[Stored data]
********

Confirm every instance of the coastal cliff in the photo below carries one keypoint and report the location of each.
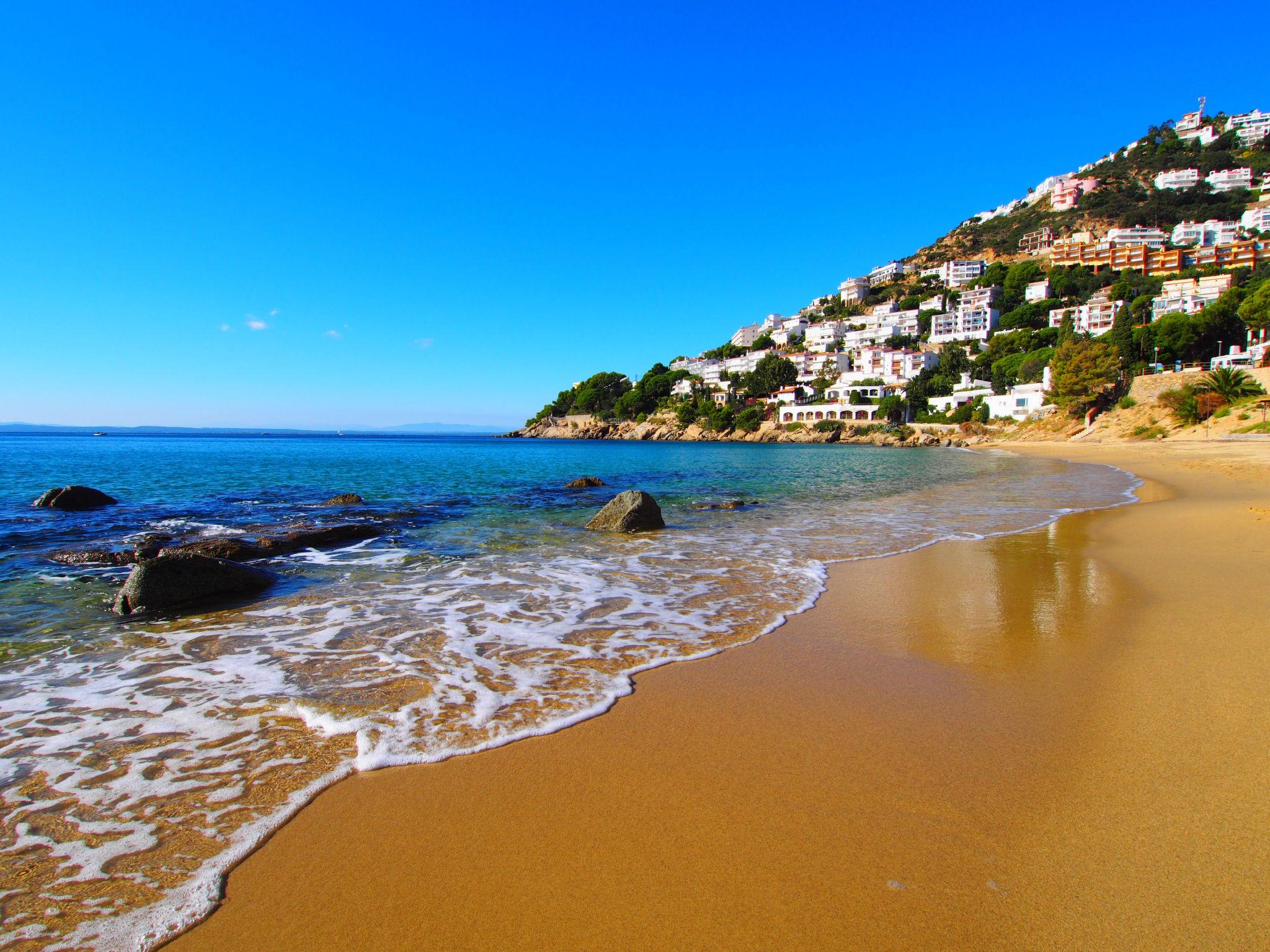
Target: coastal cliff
(668, 428)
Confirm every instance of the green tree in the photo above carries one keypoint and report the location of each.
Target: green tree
(1255, 310)
(1082, 369)
(770, 375)
(1231, 384)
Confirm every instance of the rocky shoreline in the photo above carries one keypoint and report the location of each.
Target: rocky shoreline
(667, 428)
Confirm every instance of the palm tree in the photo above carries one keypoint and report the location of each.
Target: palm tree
(1231, 384)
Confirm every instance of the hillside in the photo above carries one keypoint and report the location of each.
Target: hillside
(1088, 257)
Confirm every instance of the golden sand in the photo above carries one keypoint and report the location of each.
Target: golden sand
(1050, 741)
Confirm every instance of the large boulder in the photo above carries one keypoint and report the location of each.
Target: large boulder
(345, 499)
(633, 511)
(74, 498)
(184, 580)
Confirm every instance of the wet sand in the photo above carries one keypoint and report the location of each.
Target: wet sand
(1059, 739)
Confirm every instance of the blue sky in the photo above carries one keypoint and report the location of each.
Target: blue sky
(451, 211)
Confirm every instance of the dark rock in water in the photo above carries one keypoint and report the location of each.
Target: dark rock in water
(231, 549)
(95, 557)
(183, 579)
(316, 539)
(345, 499)
(633, 511)
(74, 498)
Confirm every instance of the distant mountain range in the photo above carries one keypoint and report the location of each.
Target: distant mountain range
(408, 428)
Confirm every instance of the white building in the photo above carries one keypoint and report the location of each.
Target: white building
(1250, 127)
(1037, 291)
(1230, 179)
(1258, 219)
(1135, 235)
(1094, 318)
(1019, 403)
(1189, 295)
(966, 392)
(1178, 178)
(957, 275)
(824, 335)
(892, 364)
(1189, 121)
(854, 291)
(884, 273)
(973, 319)
(1206, 234)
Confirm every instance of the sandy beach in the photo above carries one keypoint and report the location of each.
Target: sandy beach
(1048, 741)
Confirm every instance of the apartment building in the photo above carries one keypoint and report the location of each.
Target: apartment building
(854, 291)
(888, 272)
(1037, 242)
(1258, 219)
(1093, 318)
(1250, 127)
(1230, 179)
(892, 364)
(1178, 178)
(1189, 295)
(1134, 235)
(956, 275)
(1037, 291)
(1206, 234)
(1067, 193)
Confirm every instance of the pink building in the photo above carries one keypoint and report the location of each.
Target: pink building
(1066, 193)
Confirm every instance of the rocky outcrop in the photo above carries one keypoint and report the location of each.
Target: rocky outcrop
(633, 511)
(671, 430)
(74, 499)
(95, 557)
(182, 580)
(316, 539)
(229, 549)
(346, 499)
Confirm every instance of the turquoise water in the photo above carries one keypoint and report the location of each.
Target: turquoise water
(482, 614)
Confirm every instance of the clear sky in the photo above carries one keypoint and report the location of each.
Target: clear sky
(385, 214)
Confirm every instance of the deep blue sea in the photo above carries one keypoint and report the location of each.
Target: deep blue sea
(143, 757)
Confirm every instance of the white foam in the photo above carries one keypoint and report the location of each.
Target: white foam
(521, 641)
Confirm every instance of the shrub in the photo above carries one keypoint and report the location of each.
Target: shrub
(1231, 384)
(750, 419)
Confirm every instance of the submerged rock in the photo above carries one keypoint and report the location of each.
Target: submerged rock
(95, 557)
(74, 499)
(345, 499)
(316, 539)
(633, 511)
(184, 579)
(233, 549)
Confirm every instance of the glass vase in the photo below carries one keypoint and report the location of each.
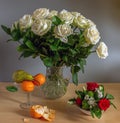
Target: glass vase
(55, 85)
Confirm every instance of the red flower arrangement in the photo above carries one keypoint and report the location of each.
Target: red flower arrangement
(93, 99)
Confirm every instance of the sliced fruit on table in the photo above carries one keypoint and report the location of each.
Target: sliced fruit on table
(27, 86)
(21, 75)
(39, 79)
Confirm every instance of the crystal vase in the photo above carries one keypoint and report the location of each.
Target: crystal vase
(55, 85)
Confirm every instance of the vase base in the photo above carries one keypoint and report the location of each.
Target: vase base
(25, 105)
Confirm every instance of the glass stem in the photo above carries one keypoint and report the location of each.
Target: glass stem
(29, 98)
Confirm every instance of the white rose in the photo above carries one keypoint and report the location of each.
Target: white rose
(52, 13)
(62, 31)
(80, 21)
(102, 50)
(41, 27)
(75, 14)
(14, 25)
(25, 22)
(92, 35)
(90, 23)
(40, 13)
(66, 16)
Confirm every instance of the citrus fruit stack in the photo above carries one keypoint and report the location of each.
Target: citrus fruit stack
(28, 82)
(38, 111)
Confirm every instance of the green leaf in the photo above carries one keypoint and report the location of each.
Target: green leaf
(80, 94)
(12, 88)
(53, 48)
(74, 70)
(71, 101)
(56, 20)
(21, 48)
(6, 29)
(30, 45)
(26, 54)
(109, 96)
(48, 62)
(82, 63)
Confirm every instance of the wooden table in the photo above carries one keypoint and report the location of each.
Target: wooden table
(10, 112)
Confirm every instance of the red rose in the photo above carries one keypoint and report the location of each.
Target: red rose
(104, 104)
(91, 86)
(78, 101)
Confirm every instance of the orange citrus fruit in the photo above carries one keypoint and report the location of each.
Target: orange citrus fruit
(27, 86)
(39, 79)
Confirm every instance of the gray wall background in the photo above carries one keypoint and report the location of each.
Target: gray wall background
(106, 15)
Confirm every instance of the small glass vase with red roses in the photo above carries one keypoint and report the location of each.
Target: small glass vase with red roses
(92, 100)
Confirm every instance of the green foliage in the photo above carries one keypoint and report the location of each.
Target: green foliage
(51, 50)
(90, 100)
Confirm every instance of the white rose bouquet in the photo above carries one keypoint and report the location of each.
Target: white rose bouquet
(58, 38)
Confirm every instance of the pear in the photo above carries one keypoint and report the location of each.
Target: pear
(21, 75)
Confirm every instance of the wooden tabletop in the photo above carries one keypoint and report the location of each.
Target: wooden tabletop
(10, 111)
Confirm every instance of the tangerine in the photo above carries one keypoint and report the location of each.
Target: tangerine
(39, 79)
(27, 86)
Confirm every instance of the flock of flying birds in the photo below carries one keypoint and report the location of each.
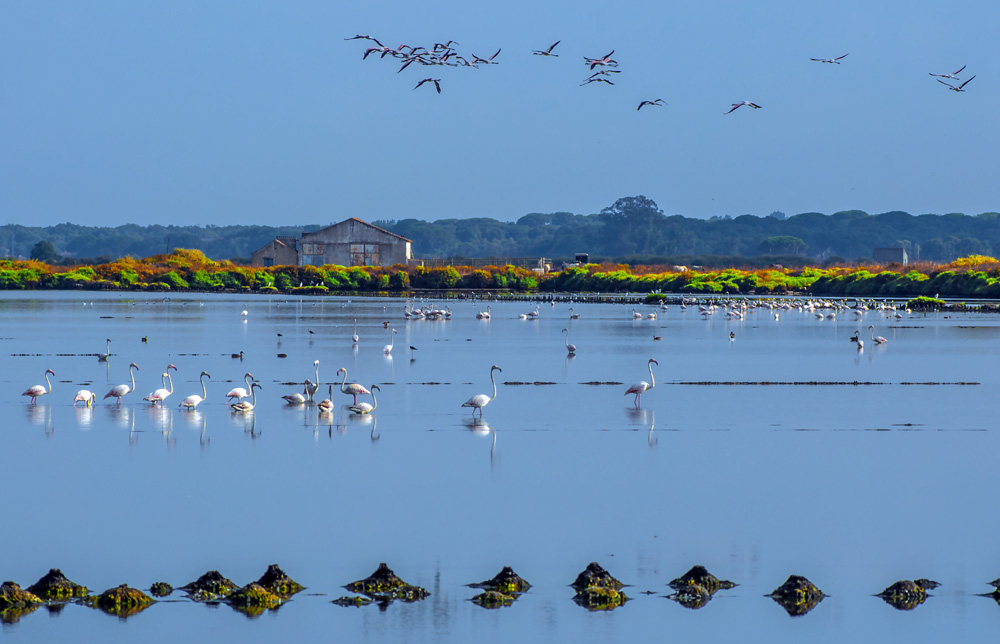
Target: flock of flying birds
(445, 54)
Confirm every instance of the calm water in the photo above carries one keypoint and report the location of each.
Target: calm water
(854, 487)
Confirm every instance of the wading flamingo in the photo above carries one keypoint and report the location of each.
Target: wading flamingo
(353, 389)
(121, 390)
(642, 386)
(365, 408)
(39, 390)
(481, 400)
(194, 400)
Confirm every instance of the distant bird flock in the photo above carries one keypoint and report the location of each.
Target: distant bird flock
(445, 54)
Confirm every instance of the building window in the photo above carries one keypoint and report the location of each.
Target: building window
(364, 255)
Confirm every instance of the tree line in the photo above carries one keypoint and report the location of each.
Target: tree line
(633, 230)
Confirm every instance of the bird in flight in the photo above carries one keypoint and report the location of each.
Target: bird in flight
(952, 76)
(741, 104)
(658, 101)
(829, 60)
(548, 52)
(952, 87)
(436, 81)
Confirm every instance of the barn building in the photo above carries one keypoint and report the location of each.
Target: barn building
(352, 242)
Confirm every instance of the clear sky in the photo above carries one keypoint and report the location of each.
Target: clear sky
(261, 113)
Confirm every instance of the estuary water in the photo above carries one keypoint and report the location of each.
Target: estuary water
(853, 468)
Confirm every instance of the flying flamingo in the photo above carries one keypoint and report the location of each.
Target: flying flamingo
(952, 76)
(247, 406)
(741, 104)
(161, 394)
(194, 400)
(832, 60)
(547, 52)
(481, 400)
(877, 339)
(353, 389)
(365, 408)
(952, 87)
(571, 348)
(39, 390)
(239, 392)
(642, 386)
(88, 397)
(120, 390)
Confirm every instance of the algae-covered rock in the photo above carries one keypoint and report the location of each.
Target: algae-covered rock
(356, 601)
(276, 581)
(595, 575)
(797, 595)
(493, 599)
(122, 601)
(384, 584)
(600, 598)
(506, 581)
(13, 596)
(253, 595)
(906, 594)
(699, 575)
(160, 589)
(209, 587)
(55, 585)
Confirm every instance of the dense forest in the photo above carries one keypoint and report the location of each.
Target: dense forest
(632, 230)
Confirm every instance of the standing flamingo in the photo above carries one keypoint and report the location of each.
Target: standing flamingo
(194, 400)
(239, 392)
(39, 390)
(247, 406)
(571, 348)
(353, 389)
(120, 390)
(365, 408)
(481, 400)
(642, 386)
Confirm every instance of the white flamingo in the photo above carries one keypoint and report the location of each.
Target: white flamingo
(120, 390)
(365, 408)
(88, 397)
(194, 400)
(571, 348)
(240, 393)
(39, 390)
(353, 389)
(248, 406)
(481, 400)
(161, 394)
(642, 386)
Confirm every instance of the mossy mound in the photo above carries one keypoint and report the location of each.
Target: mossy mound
(160, 589)
(384, 584)
(600, 598)
(276, 581)
(13, 596)
(699, 575)
(493, 599)
(691, 596)
(209, 587)
(596, 576)
(253, 595)
(906, 594)
(797, 595)
(356, 601)
(506, 581)
(55, 585)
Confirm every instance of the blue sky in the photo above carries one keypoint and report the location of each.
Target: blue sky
(261, 113)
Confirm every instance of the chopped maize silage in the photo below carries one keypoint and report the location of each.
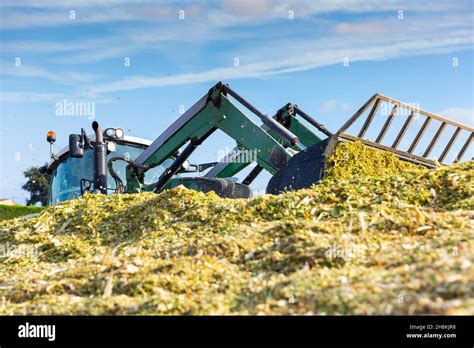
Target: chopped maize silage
(399, 244)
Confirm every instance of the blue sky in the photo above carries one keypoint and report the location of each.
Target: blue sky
(288, 51)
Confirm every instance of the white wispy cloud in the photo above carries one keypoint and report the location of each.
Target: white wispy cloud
(314, 55)
(459, 114)
(62, 77)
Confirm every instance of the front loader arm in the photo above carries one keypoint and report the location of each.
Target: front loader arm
(216, 111)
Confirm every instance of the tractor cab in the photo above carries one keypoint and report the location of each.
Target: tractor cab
(72, 176)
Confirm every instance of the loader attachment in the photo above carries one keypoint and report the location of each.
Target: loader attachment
(308, 166)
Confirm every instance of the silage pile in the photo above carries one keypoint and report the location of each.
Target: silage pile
(398, 244)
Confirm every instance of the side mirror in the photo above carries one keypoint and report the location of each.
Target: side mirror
(76, 146)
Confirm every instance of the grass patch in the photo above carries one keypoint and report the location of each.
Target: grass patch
(402, 243)
(14, 211)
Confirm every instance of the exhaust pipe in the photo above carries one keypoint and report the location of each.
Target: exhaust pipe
(100, 160)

********

◆ The request ◆
Find the line containing "Confirm every instance of the chopped", then extract it and every line after it to the end of the data above, exactly and nothing else, without pictures.

◆ Answer below ◆
Confirm every instance of the chopped maize silage in the photo below carries one keypoint and report the location of each.
Target: chopped maize silage
(399, 244)
Confirm every instance of the blue sky in the photo above carries one keypoint and report the location of each.
Target: blue sky
(288, 51)
Confirm every instance of the white wispy cloud in the photo above carries one keypoint and report the location of each.
Target: white wispy cloud
(314, 55)
(459, 114)
(62, 77)
Confirm every instance of the front loader arm in the photo above carries one keypoint and report the location of each.
Target: front loader arm
(216, 111)
Confirm every instance of the tractor cab in the photo above carries one keypoint and report the location of each.
Target: tractor cab
(72, 176)
Confirm every instance of the loader attachment in the photo above carries one keypoint and report the location of each.
Target: loader attachment
(308, 166)
Confirm every instance of the silage pile in the photo above carries one keypoint and report the location of each.
Target: silage pile
(398, 244)
Confirm every instance of the side mirror in the photo above carries one keypoint and report the location of each.
Target: side mirror
(76, 146)
Confirm every instance of the grass patch in the photo above carries one keypoint and report the location of each.
Target: grass patch
(402, 243)
(14, 211)
Confirm every instance of the exhaust pipe in the photo above carries one keypoint and report the location of each.
Target: exhaust pipe
(100, 160)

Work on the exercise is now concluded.